Please repeat, precisely as written, only the lines from the one containing "Would you be able to point at the dusty" through the last line of the records below, pictures omitted.

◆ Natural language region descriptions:
* * * * * * *

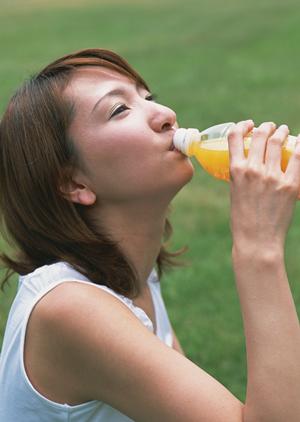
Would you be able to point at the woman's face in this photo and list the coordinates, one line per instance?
(124, 138)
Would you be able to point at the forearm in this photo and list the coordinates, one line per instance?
(272, 337)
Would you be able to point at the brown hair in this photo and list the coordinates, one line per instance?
(35, 154)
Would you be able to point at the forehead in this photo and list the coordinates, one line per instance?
(87, 82)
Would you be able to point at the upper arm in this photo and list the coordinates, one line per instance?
(119, 361)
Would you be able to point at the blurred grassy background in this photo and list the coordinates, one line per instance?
(212, 61)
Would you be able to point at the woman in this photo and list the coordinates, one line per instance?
(87, 174)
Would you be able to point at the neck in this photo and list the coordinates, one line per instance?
(138, 230)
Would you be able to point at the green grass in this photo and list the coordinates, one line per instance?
(212, 61)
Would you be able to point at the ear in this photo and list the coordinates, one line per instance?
(78, 192)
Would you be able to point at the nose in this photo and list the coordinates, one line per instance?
(161, 118)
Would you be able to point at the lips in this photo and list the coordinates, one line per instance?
(172, 147)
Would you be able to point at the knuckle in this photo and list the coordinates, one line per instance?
(290, 187)
(297, 154)
(271, 178)
(252, 172)
(235, 133)
(236, 169)
(276, 140)
(261, 132)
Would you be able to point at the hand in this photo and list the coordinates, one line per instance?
(262, 196)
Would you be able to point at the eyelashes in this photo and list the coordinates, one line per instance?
(123, 107)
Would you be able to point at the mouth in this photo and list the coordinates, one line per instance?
(172, 147)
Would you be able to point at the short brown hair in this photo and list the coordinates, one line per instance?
(35, 156)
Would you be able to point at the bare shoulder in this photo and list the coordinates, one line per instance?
(106, 350)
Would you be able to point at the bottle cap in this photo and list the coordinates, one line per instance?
(183, 137)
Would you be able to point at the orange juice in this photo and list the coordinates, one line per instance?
(213, 155)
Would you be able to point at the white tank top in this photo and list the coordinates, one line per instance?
(19, 400)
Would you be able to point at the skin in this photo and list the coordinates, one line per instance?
(118, 360)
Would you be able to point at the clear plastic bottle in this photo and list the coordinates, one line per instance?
(210, 147)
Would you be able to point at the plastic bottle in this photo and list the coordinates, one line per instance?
(210, 147)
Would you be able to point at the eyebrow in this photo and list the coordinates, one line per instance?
(112, 93)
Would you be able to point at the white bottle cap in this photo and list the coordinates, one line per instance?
(183, 137)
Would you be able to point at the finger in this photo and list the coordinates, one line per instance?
(258, 142)
(274, 148)
(236, 140)
(293, 168)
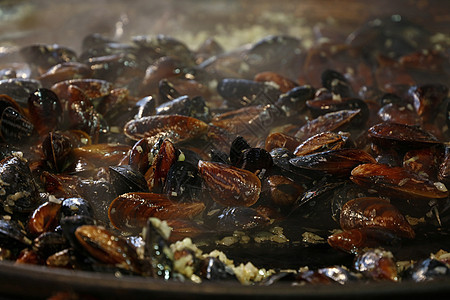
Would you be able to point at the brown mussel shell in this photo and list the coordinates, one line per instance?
(230, 186)
(374, 212)
(174, 127)
(397, 181)
(131, 211)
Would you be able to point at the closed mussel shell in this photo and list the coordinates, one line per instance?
(230, 186)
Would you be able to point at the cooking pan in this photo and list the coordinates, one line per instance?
(233, 23)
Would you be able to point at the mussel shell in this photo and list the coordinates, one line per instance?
(397, 181)
(374, 212)
(177, 128)
(293, 102)
(333, 121)
(229, 185)
(45, 110)
(57, 148)
(334, 162)
(238, 145)
(131, 211)
(401, 136)
(240, 218)
(254, 159)
(376, 264)
(126, 179)
(320, 107)
(19, 89)
(321, 142)
(211, 268)
(192, 107)
(18, 190)
(44, 218)
(243, 92)
(183, 182)
(49, 243)
(336, 83)
(106, 247)
(355, 240)
(12, 235)
(15, 128)
(427, 270)
(76, 206)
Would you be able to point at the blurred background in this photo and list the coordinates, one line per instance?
(231, 22)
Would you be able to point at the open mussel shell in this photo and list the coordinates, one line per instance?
(397, 181)
(401, 136)
(334, 162)
(374, 212)
(183, 182)
(126, 179)
(175, 127)
(130, 212)
(107, 247)
(357, 239)
(12, 234)
(228, 185)
(18, 189)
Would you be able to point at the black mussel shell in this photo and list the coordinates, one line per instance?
(183, 183)
(125, 179)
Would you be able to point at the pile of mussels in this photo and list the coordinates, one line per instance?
(125, 156)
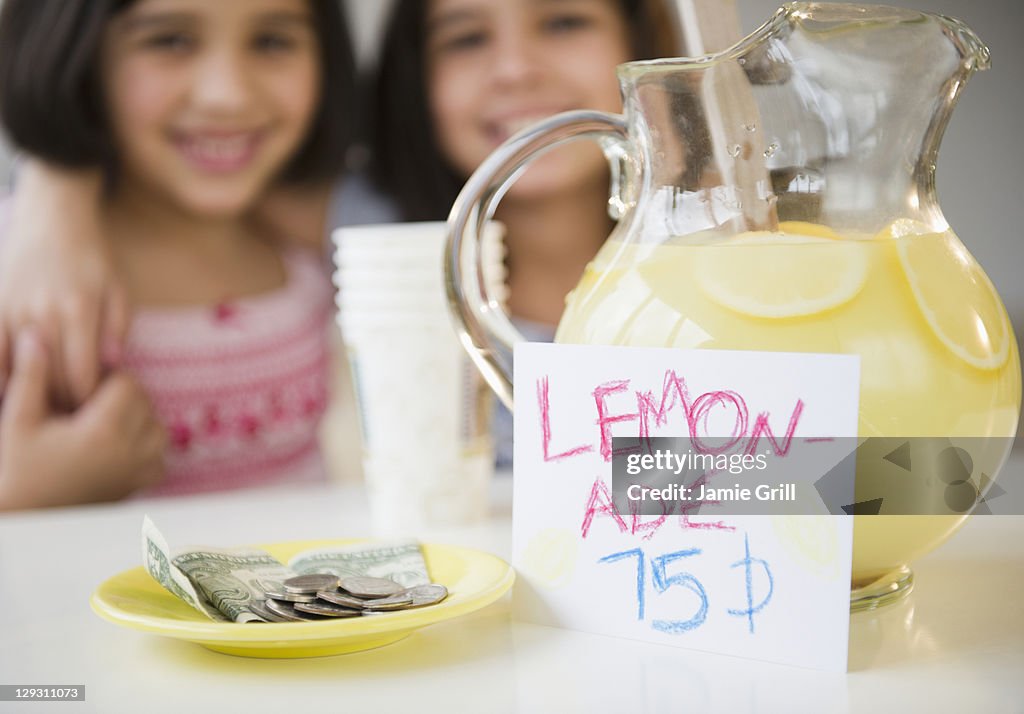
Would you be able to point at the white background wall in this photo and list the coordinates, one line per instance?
(981, 166)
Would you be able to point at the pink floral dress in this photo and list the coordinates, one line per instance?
(241, 386)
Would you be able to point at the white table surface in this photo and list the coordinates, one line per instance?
(955, 644)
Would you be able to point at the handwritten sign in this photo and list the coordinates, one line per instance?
(774, 588)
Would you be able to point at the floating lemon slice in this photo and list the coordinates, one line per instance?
(953, 295)
(781, 275)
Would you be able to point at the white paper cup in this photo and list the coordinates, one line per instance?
(424, 410)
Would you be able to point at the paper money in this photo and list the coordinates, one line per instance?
(157, 558)
(250, 585)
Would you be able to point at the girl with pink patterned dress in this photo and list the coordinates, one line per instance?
(193, 111)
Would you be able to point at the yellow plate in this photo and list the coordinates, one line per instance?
(474, 580)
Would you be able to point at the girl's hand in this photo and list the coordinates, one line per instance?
(56, 276)
(108, 449)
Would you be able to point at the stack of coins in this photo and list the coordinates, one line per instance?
(322, 596)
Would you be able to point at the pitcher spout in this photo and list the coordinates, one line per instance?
(828, 113)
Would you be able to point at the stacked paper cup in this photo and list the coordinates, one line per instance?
(424, 411)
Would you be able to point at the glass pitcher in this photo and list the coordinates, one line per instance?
(780, 196)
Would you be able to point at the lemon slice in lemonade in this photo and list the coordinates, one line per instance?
(781, 275)
(953, 294)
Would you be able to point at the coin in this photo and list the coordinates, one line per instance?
(363, 586)
(399, 601)
(310, 583)
(340, 598)
(427, 594)
(287, 611)
(327, 609)
(288, 596)
(262, 611)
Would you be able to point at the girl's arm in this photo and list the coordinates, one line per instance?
(56, 275)
(110, 447)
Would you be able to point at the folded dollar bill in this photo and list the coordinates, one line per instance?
(229, 584)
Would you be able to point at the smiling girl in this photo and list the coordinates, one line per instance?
(459, 77)
(193, 110)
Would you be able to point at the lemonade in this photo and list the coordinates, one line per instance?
(938, 355)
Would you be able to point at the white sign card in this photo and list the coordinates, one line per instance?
(773, 588)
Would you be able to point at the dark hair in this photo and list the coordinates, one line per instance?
(52, 102)
(407, 162)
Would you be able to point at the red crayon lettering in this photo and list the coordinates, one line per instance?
(761, 426)
(599, 502)
(544, 403)
(604, 421)
(699, 413)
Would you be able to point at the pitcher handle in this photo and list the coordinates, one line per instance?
(479, 318)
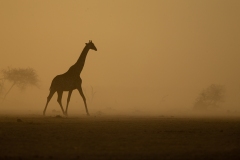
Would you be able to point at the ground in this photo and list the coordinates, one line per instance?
(118, 137)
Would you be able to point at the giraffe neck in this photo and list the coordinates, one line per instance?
(76, 69)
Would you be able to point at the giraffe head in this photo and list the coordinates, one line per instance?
(91, 46)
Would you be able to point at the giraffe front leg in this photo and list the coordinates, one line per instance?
(84, 99)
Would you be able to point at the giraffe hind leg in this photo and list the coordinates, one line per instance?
(69, 96)
(48, 99)
(84, 99)
(60, 100)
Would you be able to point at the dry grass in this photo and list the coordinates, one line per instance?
(118, 137)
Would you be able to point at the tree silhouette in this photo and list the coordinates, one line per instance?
(20, 77)
(210, 97)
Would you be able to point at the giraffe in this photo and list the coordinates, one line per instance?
(70, 80)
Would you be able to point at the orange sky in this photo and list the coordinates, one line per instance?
(146, 49)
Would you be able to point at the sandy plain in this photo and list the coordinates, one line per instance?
(118, 137)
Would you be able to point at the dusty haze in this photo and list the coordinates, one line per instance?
(153, 56)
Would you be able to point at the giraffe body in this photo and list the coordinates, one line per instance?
(70, 80)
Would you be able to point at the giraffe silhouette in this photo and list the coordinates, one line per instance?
(70, 80)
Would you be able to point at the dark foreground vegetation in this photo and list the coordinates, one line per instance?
(109, 137)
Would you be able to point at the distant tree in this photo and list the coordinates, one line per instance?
(210, 97)
(20, 77)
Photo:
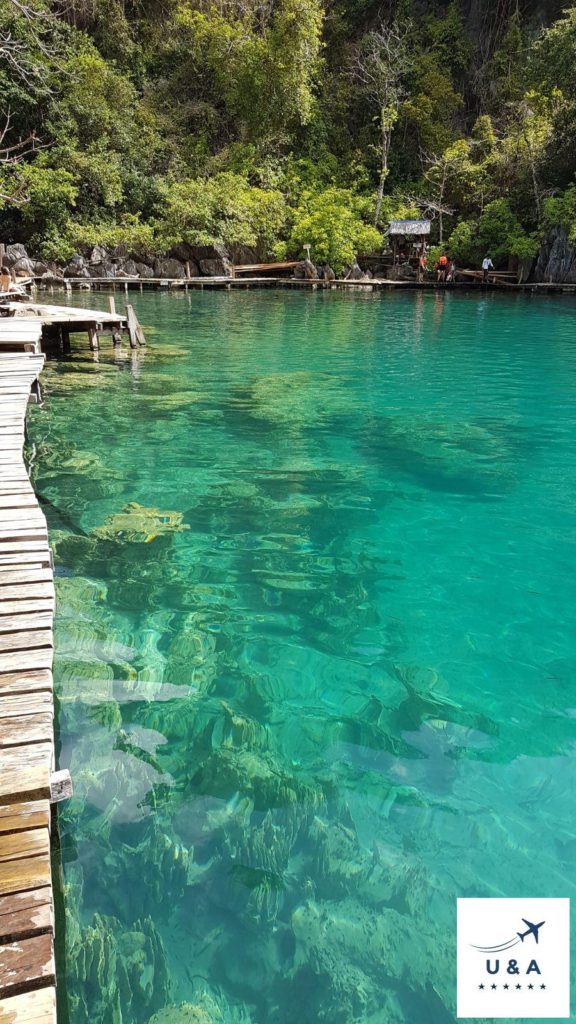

* * * * * * *

◆ Result of the exercise:
Would you be able to point at the dusty haze in this photo and list the coordinates, one line per instance?
(153, 56)
Would you be able to point at the giraffe body in this photo and list the coordinates, one line per instance?
(70, 80)
Would you be able to point at the giraffe silhouette in this photo and list the coordinates, one line per instance?
(70, 80)
Would you be able to point at the dark foreground vegetation in this photo and list the coordinates, one line per instance?
(109, 137)
Would you be able to point at the distant tree in this photo and list the coordinates, one line per instance?
(210, 97)
(20, 77)
Photo:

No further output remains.